- _Task_
Please report each line of the data below that contains "door".

- _Task input_
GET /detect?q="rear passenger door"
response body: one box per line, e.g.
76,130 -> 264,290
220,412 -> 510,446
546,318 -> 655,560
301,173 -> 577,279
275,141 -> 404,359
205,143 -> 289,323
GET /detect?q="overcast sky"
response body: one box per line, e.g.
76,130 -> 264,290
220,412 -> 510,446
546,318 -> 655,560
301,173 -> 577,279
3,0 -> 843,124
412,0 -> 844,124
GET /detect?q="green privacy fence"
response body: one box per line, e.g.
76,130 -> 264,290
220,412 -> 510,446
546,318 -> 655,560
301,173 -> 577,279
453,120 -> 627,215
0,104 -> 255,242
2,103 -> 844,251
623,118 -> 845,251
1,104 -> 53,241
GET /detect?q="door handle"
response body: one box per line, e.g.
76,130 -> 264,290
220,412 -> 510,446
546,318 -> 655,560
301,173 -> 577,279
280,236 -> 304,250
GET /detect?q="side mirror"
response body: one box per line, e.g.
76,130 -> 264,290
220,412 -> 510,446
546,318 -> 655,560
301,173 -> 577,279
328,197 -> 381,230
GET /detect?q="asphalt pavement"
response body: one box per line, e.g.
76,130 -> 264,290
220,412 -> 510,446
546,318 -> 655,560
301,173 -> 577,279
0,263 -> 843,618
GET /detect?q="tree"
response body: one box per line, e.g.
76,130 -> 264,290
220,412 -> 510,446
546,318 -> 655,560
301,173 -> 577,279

--

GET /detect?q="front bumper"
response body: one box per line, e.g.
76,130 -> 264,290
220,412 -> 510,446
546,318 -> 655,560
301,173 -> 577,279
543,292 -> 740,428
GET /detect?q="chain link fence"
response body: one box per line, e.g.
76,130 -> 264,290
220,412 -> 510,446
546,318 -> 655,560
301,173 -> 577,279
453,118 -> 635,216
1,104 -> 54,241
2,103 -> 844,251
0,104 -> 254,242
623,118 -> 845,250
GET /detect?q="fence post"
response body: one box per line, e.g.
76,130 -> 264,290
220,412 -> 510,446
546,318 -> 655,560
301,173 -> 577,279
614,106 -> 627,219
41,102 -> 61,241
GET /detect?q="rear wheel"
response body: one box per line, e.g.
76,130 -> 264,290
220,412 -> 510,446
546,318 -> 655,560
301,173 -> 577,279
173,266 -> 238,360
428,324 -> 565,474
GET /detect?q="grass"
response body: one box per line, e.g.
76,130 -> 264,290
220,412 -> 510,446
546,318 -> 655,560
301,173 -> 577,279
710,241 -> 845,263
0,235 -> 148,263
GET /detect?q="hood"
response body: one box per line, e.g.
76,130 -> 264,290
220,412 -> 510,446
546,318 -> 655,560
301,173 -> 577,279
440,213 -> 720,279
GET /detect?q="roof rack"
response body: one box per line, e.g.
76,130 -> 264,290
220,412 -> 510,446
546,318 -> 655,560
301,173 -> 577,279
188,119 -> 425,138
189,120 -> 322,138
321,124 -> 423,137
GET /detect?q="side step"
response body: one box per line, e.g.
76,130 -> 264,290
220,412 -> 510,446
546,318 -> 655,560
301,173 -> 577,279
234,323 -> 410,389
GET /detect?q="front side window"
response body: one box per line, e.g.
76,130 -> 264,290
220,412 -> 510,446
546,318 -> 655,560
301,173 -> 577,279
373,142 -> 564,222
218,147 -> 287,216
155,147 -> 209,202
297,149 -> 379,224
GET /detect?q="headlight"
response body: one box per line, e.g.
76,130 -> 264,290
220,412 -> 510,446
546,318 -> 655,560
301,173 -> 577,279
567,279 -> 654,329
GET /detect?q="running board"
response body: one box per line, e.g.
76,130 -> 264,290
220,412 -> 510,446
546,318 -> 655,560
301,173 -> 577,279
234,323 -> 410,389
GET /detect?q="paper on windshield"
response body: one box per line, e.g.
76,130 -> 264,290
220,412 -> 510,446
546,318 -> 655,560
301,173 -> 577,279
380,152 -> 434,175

- _Written solution_
GET /detect?q="rear passenger door"
GET /detect?q="door handle"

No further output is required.